[[ TEXT PROVIDED, beginning ]]

(Feller Vol.1, P.301) 4. Let $N$ have a Poisson distribution with mean $\lambda$, and let $N$ balls be placed randomly into $n$ cells. Show without calculation that the probability of finding exactly $m$ cells empty is ${n \choose m} e^{-\lambda m/n} [1- e^{-\lambda /n}]^{n-m}$.
Let $X_i$ be the number of balls in the $i$th cell. Then, $P(X_i =0)=\sum_j P(N=j)\frac{(n-1)^{j}}{n^j} = e^{-\lambda /n}$. So, the result follows from the binomial distribution with $e^{-\lambda/n}$.
- Continuation. Show that when a fixed number $r$ of balls is placed randomly into $n$ cells the probability of finding exactly $m$ cells empty equals the coefficient of $e^{-\lambda}\lambda^r/r!$ in the expression above. (a) Discuss the connection with moment generating function. (b) Use the result for the effortless derivation of ${n \choose m} \sum_{v=0}^{n-m} (-1)^v {n-m \choose v} (n-m-v)^r$.
I know that this probability is equal to ${n \choose m}{n-m-1 \choose r-1}/n^r$ since ${n-m-1 \choose r-1}$ represents the number of ways for $r$ balls to be placed in $n-m$ cells without making any cell empty. Then, I have the following generating function of this probability distribution $$\sum_{r=0}^\infty s^r P(N=r){n \choose m}{n-m-1 \choose r-1}/n^r = \sum_{r=0}^\infty s^r e^{-\lambda}\lambda^{r}/r!{n \choose m}{n-m-1 \choose r-1}/n^r.$$ I also know that The moment generating function looks like $\sum_{r=0}^\infty \frac{m_r}{r!} s^r$ for $m_r$ represents the $r$th moment.
I am not sure if this is correct because I can't see any connection between two generating functions. I would appreciate if you give some help.

[[ TEXT PROVIDED, end ]]
[[ SUPPLIED RECORDS, beginning ]]

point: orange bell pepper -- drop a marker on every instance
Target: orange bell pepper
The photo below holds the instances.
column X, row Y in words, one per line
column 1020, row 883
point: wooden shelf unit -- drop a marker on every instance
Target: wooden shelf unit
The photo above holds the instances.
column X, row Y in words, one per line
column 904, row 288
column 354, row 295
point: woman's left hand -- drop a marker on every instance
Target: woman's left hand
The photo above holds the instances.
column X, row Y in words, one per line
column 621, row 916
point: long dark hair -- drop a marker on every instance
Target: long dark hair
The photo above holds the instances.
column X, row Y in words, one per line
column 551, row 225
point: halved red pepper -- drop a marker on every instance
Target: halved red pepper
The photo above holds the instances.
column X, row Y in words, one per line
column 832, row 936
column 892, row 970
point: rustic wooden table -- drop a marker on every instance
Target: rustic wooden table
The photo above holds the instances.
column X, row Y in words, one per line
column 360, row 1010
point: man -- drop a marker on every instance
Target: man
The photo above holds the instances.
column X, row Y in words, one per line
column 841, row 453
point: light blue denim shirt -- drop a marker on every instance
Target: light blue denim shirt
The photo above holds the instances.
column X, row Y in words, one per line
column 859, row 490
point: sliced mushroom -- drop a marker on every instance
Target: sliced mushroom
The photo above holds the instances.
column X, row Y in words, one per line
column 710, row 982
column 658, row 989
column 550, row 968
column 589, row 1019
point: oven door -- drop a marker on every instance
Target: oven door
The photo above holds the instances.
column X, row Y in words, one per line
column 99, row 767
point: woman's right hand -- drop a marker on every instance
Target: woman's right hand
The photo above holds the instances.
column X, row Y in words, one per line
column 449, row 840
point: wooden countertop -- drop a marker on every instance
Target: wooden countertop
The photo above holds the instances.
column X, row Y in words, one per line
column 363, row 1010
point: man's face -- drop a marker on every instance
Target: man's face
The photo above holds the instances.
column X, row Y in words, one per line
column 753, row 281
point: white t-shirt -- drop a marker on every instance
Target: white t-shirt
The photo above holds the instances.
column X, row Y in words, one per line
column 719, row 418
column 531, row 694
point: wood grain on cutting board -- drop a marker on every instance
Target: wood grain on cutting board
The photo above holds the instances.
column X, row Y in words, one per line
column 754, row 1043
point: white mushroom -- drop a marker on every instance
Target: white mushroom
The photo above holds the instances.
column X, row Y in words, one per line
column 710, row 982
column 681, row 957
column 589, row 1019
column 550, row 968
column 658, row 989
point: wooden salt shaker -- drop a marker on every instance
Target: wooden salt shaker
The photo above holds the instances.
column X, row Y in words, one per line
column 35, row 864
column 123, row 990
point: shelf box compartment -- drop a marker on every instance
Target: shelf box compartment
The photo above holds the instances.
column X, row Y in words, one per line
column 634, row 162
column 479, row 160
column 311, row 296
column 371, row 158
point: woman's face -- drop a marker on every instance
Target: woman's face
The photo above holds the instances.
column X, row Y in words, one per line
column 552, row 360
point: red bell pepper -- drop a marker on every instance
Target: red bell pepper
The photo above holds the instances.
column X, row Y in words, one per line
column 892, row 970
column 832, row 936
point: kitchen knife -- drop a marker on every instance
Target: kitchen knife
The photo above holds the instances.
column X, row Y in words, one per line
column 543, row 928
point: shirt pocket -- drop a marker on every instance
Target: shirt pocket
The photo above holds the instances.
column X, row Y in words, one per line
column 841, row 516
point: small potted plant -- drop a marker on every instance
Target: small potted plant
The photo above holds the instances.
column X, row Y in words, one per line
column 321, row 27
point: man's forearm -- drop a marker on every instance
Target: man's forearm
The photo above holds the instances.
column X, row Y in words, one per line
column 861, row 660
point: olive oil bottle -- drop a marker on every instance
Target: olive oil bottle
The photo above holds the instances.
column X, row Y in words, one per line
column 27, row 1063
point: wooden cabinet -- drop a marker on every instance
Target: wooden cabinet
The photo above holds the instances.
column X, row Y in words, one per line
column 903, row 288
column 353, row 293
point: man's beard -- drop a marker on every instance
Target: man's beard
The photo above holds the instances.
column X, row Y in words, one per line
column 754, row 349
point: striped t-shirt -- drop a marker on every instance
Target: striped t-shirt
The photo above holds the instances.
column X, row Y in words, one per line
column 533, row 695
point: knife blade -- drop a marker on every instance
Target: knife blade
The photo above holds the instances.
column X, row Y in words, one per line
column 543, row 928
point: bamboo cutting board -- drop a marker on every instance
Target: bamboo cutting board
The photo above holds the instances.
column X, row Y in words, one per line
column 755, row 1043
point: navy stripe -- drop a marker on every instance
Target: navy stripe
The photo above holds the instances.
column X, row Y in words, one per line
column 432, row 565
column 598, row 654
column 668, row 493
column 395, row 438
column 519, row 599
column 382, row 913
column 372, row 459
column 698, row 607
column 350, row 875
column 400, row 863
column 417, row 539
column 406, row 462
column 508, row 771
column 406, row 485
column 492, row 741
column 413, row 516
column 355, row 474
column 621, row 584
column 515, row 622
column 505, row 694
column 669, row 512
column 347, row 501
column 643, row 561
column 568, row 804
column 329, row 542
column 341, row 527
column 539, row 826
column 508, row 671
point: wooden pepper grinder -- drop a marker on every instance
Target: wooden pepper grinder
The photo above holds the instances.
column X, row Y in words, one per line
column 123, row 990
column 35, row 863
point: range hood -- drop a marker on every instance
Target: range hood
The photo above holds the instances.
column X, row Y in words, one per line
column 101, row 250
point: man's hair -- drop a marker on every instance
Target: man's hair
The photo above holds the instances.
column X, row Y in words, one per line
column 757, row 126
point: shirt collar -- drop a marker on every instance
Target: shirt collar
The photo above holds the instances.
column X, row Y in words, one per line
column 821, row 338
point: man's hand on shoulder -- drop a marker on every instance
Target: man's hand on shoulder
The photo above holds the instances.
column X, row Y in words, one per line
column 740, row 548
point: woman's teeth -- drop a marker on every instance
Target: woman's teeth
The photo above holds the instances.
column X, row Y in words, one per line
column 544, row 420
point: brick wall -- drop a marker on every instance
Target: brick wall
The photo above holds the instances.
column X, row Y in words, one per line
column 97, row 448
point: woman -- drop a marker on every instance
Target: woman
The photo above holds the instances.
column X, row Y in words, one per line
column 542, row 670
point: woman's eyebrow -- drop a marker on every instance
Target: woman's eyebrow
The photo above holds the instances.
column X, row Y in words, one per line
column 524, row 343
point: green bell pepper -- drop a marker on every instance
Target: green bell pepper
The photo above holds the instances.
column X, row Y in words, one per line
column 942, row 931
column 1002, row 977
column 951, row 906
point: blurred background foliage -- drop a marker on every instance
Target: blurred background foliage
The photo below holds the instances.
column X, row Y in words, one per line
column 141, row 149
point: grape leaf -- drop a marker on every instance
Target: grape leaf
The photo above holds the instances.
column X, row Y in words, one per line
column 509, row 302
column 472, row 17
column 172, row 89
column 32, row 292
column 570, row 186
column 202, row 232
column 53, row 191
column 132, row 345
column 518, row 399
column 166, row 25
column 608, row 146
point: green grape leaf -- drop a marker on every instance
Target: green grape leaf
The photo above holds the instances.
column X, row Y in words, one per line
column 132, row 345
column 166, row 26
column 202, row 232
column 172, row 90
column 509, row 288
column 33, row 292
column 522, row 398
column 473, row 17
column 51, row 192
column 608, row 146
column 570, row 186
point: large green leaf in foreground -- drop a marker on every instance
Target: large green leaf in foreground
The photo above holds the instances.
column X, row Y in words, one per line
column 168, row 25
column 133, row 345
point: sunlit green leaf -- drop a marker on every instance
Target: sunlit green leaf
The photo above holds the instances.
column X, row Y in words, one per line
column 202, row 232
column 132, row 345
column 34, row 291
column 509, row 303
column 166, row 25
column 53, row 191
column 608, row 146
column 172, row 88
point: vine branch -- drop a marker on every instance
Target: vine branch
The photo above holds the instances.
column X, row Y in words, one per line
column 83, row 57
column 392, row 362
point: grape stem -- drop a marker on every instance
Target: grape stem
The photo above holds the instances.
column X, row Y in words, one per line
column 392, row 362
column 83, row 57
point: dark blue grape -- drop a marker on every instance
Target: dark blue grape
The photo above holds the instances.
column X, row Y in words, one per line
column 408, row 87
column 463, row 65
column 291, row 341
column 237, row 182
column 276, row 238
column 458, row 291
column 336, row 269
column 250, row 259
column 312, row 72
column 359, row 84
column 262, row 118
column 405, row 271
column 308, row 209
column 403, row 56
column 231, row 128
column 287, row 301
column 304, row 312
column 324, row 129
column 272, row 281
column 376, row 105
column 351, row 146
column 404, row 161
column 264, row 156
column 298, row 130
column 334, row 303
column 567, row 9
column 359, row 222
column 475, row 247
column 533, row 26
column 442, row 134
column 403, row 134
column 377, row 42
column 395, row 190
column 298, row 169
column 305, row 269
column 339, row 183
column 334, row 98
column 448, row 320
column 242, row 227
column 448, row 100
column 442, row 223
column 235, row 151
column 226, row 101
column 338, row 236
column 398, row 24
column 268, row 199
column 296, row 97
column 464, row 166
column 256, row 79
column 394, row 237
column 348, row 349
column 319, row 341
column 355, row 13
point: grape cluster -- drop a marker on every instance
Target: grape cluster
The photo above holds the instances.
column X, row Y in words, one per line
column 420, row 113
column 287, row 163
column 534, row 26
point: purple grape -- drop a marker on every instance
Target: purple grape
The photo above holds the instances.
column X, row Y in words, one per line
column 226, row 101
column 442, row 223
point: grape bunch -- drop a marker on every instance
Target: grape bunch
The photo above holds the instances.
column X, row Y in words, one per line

[[ SUPPLIED RECORDS, end ]]

• [YOUR TASKS]
1. Name every kind of probability distribution or generating function that the forum post mentions.
2. Please reproduce the part of the forum post starting at "I know that" and ending at "the $r$th moment.".
3. According to the forum post, what does ${n-m-1 \choose r-1}$ represent?

• [TASK RESULTS]
1. Poisson distribution, binomial distribution, generating function, moment generating function

2.
I know that this probability is equal to ${n \choose m}{n-m-1 \choose r-1}/n^r$ since ${n-m-1 \choose r-1}$ represents the number of ways for $r$ balls to be placed in $n-m$ cells without making any cell empty. Then, I have the following generating function of this probability distribution $$\sum_{r=0}^\infty s^r P(N=r){n \choose m}{n-m-1 \choose r-1}/n^r = \sum_{r=0}^\infty s^r e^{-\lambda}\lambda^{r}/r!{n \choose m}{n-m-1 \choose r-1}/n^r.$$ I also know that The moment generating function looks like $\sum_{r=0}^\infty \frac{m_r}{r!} s^r$ for $m_r$ represents the $r$th moment.

3. It is the number of ways for $r$ balls to be placed in $n-m$ cells without making any cell empty.